-------- KUTIPAN TERPILIH

3.      Latar belakang turunnya (sababun Nuzul)
Dan Ibnu Abbas ra dia berkata :
“penduduk yaman menunaikan haji tanpa membawa bekal dan mereka bilang “kami bertawakkal” kemudian dan mereka meminta-minta orang lain. Maka Allah sWT, menurunkan ayat : dan berbekallah kamu, sesungguhnya sebaik-baiknya bekal adalah taqwa…” (Al-Baqarah:197) (HR. Bukhari, Abu Dawud dan An Nasa’i. periksa zadul Masir, juz I,hal.212.)
4.       Ciri-ciri Muhsinin
Muhsinin, adalah orang-orang yang bertaqwa, yang senantiasa menginfaqkan hartanya di jalan Allah, baik dalam keadaan lapang maupun dalam keadaan sempit, bahkan menyisihkan khusus dari hartanya untuk orang yang meminta-minta dan tak berpunya.

----------------
-------- INFORMASI TERSEDIA

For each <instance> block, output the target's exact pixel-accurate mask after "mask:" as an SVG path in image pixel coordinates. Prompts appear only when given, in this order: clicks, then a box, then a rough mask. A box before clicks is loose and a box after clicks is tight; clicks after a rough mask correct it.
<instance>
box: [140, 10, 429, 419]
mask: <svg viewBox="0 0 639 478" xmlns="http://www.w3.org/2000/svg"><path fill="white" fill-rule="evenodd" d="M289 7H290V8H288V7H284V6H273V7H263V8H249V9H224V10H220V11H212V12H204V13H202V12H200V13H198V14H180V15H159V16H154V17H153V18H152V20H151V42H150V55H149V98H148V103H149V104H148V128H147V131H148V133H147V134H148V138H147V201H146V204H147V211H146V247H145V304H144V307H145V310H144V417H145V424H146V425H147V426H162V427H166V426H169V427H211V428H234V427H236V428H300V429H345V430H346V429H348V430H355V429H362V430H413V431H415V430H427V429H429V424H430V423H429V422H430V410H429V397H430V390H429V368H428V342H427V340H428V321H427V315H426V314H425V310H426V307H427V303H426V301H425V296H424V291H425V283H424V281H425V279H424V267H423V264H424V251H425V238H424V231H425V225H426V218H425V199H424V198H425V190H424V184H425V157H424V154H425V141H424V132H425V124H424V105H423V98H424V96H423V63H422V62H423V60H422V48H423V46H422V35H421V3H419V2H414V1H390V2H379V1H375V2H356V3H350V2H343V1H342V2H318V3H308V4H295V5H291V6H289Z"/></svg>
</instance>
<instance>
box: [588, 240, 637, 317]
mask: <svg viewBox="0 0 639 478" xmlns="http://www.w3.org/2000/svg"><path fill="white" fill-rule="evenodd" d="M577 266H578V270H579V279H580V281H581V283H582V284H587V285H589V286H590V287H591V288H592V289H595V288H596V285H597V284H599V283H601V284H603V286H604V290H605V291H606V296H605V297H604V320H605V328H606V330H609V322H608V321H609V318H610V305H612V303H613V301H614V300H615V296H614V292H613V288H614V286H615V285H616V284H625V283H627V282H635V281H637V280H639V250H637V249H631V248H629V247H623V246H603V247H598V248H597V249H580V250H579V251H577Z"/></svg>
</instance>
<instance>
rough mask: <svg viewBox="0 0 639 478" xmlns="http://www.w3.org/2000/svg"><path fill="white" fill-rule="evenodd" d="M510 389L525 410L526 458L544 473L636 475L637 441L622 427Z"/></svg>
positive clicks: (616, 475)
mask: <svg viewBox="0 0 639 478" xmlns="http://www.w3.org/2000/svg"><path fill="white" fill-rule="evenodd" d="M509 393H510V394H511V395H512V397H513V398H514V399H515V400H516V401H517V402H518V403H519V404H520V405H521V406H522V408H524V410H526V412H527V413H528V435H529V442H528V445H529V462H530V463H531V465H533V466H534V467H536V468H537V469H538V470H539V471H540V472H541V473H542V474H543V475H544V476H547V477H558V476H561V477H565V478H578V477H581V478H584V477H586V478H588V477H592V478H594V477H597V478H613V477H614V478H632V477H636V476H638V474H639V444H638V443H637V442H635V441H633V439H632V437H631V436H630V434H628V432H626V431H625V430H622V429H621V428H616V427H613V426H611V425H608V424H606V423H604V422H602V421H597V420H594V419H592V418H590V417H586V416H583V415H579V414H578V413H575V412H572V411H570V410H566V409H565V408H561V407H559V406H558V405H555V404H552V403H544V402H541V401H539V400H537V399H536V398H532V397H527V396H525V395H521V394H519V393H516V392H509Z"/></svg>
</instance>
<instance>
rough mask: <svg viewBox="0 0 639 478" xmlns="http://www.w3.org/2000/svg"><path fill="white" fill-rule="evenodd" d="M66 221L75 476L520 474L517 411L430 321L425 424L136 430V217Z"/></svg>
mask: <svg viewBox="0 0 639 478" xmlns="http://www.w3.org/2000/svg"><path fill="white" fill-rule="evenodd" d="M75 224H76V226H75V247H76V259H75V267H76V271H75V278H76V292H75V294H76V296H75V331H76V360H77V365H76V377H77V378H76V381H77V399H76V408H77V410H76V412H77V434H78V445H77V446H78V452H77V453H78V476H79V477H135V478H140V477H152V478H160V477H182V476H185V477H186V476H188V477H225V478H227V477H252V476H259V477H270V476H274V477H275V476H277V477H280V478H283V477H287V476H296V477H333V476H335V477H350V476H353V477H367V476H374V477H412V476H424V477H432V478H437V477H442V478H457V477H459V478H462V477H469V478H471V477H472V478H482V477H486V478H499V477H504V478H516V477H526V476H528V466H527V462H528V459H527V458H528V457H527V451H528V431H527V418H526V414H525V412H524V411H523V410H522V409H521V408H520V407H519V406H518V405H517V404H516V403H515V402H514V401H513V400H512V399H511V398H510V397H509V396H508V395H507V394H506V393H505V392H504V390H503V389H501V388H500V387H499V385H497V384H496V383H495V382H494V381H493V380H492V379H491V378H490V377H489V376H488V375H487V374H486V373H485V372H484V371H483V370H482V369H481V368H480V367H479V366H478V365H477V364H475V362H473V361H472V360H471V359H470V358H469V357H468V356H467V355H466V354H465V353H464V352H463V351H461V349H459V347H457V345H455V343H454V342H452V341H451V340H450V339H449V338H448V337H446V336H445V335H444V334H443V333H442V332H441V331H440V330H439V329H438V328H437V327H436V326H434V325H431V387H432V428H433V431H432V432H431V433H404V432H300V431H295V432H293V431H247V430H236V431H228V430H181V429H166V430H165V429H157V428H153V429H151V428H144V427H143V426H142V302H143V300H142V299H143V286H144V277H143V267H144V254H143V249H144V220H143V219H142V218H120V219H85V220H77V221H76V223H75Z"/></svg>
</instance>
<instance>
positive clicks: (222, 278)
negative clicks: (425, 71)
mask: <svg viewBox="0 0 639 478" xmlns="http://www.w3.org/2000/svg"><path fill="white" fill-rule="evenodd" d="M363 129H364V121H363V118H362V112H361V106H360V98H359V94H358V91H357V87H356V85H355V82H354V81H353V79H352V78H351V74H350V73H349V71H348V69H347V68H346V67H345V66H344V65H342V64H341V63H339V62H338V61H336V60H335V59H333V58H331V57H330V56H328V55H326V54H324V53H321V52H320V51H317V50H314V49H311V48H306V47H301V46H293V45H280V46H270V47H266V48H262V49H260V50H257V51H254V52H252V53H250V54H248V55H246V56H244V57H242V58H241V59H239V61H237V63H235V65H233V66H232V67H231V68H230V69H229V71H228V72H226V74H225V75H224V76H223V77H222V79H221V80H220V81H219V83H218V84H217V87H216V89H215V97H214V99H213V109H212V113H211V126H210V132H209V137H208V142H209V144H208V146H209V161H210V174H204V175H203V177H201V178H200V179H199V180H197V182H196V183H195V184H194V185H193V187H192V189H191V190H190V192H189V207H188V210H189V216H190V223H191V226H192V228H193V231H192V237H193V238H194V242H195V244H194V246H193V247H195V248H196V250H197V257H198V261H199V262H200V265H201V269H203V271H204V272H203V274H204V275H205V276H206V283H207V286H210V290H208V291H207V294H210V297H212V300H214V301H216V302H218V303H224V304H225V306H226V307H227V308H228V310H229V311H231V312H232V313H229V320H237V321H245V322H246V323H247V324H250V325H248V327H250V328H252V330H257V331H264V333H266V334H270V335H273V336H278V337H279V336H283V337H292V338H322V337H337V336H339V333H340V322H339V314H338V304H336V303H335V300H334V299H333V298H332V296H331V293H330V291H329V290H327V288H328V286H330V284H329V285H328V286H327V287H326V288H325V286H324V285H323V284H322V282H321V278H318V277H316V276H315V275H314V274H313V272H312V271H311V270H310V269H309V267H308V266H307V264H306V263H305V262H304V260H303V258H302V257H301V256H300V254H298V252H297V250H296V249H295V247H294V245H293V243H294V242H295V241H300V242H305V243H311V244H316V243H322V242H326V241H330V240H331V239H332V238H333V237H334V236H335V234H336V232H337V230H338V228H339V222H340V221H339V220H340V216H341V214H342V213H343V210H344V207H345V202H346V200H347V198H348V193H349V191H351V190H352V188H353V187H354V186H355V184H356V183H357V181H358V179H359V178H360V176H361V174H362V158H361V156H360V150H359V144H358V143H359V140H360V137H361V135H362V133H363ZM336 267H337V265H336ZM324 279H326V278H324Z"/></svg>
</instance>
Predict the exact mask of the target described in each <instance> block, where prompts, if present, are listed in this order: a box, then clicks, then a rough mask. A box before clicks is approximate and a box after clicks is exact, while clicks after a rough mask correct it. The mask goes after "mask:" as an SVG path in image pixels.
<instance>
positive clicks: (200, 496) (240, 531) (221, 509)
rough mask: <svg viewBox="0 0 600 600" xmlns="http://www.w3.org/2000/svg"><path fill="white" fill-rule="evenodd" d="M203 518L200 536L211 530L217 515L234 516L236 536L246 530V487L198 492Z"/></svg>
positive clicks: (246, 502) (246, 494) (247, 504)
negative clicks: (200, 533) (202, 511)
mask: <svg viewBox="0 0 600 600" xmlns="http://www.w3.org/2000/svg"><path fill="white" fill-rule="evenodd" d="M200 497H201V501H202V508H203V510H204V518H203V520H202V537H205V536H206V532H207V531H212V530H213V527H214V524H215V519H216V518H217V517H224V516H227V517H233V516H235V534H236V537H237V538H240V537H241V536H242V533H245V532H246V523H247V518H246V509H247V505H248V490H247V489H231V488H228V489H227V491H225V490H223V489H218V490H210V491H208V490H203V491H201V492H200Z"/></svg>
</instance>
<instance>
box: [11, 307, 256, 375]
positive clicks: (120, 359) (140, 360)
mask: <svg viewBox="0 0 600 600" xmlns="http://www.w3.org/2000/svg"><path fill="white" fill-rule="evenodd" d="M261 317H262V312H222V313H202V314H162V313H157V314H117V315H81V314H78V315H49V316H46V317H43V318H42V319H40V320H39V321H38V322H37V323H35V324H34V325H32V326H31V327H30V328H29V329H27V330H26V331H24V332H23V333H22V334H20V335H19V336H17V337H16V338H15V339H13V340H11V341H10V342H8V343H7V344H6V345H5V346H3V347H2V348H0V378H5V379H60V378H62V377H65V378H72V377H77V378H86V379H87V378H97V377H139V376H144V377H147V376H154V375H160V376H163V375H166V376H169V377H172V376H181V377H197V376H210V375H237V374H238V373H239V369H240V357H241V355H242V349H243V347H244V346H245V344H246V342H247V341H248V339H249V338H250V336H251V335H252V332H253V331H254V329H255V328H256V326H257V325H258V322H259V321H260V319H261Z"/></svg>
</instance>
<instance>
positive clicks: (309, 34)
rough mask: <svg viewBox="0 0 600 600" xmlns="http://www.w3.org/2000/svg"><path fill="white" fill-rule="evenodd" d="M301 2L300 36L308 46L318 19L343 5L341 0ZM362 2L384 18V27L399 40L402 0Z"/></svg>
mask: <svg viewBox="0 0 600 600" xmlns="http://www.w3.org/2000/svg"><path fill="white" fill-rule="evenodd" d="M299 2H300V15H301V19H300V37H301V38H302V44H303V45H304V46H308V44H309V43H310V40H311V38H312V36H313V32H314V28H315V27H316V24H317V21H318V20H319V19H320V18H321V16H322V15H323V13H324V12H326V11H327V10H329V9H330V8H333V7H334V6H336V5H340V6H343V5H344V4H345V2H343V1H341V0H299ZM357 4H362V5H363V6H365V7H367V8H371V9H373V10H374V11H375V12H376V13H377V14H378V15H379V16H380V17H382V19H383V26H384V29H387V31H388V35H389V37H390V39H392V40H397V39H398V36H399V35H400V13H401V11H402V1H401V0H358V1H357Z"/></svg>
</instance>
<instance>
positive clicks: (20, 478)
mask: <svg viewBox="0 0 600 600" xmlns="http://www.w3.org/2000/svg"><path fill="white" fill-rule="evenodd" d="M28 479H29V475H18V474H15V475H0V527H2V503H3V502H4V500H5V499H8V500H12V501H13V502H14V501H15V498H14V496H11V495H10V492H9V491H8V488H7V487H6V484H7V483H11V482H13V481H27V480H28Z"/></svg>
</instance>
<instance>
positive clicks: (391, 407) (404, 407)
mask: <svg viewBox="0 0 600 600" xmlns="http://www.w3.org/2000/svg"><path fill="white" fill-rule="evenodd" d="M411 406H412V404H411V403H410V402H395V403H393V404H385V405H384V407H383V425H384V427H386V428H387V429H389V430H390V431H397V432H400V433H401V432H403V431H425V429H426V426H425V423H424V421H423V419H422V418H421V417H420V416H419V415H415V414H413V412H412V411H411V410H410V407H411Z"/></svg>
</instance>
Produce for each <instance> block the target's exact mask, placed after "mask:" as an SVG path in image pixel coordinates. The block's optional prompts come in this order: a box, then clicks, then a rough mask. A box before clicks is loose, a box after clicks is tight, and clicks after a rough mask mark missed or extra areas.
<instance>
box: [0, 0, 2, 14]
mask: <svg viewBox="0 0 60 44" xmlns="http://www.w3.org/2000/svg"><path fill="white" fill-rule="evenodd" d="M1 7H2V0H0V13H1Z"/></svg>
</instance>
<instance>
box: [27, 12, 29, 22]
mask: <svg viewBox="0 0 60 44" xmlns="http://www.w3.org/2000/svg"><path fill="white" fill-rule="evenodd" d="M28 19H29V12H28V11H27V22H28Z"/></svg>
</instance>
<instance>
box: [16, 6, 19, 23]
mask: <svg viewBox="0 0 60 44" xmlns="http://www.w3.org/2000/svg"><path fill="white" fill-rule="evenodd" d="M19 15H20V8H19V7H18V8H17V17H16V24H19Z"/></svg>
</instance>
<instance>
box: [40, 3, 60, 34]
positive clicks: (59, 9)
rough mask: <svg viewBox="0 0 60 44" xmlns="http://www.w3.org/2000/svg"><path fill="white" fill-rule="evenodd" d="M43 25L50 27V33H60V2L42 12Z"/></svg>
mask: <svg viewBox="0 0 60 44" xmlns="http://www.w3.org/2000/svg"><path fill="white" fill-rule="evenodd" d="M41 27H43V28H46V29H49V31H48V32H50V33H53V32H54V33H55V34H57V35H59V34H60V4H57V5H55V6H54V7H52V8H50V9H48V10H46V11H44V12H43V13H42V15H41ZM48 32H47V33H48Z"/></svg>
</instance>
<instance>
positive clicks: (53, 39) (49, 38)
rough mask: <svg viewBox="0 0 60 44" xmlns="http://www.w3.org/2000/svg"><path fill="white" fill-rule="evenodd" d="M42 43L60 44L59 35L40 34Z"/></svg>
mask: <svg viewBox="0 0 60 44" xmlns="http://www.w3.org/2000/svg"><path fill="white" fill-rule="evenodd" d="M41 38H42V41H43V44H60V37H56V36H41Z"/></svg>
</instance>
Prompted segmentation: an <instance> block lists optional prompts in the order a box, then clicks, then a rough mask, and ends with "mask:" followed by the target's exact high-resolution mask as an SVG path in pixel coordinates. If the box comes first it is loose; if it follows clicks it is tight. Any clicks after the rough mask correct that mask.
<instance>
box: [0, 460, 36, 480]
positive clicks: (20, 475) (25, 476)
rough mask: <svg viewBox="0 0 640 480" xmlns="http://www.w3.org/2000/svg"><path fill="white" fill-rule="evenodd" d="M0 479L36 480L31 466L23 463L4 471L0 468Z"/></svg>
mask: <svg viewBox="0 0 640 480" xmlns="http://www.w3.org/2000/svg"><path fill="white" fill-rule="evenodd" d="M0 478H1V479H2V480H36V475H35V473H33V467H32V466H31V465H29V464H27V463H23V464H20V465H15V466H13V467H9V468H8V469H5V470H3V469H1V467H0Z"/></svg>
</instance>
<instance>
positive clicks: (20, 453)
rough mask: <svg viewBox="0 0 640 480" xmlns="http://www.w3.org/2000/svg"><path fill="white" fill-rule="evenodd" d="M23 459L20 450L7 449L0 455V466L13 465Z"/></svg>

----------------

> **PERINTAH KERJA 1**
Menurut kutipan terpilih, apa yang diucapkan penduduk Yaman ketika menunaikan haji tanpa membawa bekal?
> **PERINTAH KERJA 2**
Lanjutkan kutipan tentang ciri-ciri Muhsinin setelah kalimat terakhirnya.

> **JAWABAN TERTULIS 1**
Mereka berkata, "kami bertawakkal."

> **JAWABAN TERTULIS 2**
Dapat menahan amarah serta senantiasa memaafkan kesalahan orang lain. Tetap dalam kesabaran di dalam menghadapi semua keadaan, baik dalam keadaan susah maupun dalam keadaan senang dan bersungguh-sungguh di dalam melaksanakan perintah Allah SWT.
Senantiasa menegakkan shalat, khususnya shalat malam, hingga mereka hanya tidur sedikit. Senantiasa ingat kepada Allah, khususnya bila tergelincir melakukan dosa, segera mereka meminta ampun kepada Allah dan berjanji tidak akan mengulanginya. Ayat-ayat al-Quran adalah pedoman dan penyejuk bagi mereka. Keyakinan yang kokoh tentang kehidupan akhirat.

5. Sikap Allah kepada Muhsinin
Ada ayat yang menyatakan Allah SWT mencintai muhsinin, di mana para muhsinin itu bersungguh-sungguh dalam ketakwaannya dalam menginfakkan harta mereka di jalan Allah. Oleh karena kecintaannya kepada muhsinin, Allah senantiasa bersama mereka. Rahmat Allah sangat dekat kepada muhsinin, dan Allah berjanji tidak akan menyia-nyiakan amal mereka.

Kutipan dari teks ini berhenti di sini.